Perguntam-me não raras vezes:
- "Qual o livro de José Saramago que mais gostaste de ler?"
A resposta que pode ser dada a cada momento:
- "Impossível de dizer... não sei responder, não seria justo para com outros (livros) não nomeados. Mas uma coisa sempre soube. Uma obra de Saramago, enquanto "pseudo ser vivo" ou com "gente dentro" tem que me raptar, prender-me, não me deixar sair de dentro das suas páginas. Fazer de mim um refém, e só me libertar no final da leitura... mesmo ao chegar à última página. Aí, o "Eu" leitor que se mantém refém, liberta-se da "gente que a obra transporta dentro" e segue o seu caminho.
Mas segue um caminho que se faz caminhando, conjuntamente com mais uma família"

Rui Santos

terça-feira, 25 de novembro de 2014

Não sabemos se dentro de 50 anos Portugal ainda existe

«Estamos no fim de uma civilização e num processo de passagem de um tempo com raízes na Revolução  Francesa, no Iluminismo, na Enciclopédia, que tende a desaparecer. 
Não sei o que virá.
Como será a humanidade daqui a 50 anos?»

(citação, recolhida de "A Estátua e a Pedra", Fundação José Saramago, página 48)





Adelino Gomes entrevista José Saramago
11 de Novembro de 2005

Aqui, o relato da entrevista, do jornal Público, que foi impressa para o suplemento Mil Folhas, em http://www.publico.pt/culturaipsilon/jornal/nao-sabemos-se-dentro-de-50-anos-portugal-ainda-existe-48253


"Não sabemos se dentro de 50 anos Portugal ainda existe"

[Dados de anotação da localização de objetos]
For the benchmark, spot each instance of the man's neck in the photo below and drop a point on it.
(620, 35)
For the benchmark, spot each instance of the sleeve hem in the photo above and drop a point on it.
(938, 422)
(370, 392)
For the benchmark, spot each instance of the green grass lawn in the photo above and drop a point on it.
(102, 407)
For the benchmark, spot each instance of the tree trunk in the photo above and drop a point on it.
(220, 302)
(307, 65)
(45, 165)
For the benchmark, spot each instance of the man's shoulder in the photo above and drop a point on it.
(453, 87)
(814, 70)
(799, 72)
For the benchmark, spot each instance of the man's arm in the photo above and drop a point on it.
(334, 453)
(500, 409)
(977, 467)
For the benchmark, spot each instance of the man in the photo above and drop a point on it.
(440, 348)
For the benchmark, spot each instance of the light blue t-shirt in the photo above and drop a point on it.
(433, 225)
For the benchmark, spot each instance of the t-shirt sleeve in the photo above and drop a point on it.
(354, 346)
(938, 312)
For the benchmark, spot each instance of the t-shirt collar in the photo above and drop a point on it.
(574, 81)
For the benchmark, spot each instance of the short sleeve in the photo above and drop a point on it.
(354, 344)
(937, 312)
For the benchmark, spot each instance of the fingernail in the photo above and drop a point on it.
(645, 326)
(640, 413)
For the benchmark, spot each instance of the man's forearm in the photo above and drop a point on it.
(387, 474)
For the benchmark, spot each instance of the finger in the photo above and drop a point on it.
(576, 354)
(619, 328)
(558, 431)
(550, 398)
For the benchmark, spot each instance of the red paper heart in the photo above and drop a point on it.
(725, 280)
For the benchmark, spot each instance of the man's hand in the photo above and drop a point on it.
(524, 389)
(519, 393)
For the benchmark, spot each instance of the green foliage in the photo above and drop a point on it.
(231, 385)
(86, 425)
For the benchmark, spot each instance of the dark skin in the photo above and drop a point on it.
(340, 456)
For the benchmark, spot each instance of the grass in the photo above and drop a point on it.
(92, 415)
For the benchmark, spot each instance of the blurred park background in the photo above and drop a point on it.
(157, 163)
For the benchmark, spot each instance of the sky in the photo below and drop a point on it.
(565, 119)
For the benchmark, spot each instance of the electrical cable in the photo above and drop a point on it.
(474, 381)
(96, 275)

> **Instruções**:
(1) Segundo o documento sobre José Saramago, em que data Adelino Gomes o entrevistou?
(2) Altere o trecho da listagem que vai da linha que contém "For the benchmark, spot each instance of the green foliage" até ao fim da listagem, substituindo "drop a point on it" por "place a point on it" e mantendo tudo o resto inalterado. Apresente apenas esse trecho.

> **Respostas resolvidas**:
(1) Em 11 de novembro de 2005.

(2)
For the benchmark, spot each instance of the green foliage in the photo above and place a point on it.
(231, 385)
(86, 425)
For the benchmark, spot each instance of the dark skin in the photo above and place a point on it.
(340, 456)
For the benchmark, spot each instance of the grass in the photo above and place a point on it.
(92, 415)
For the benchmark, spot each instance of the blurred park background in the photo above and place a point on it.
(157, 163)
For the benchmark, spot each instance of the sky in the photo below and place a point on it.
(565, 119)
For the benchmark, spot each instance of the electrical cable in the photo above and place a point on it.
(474, 381)
(96, 275)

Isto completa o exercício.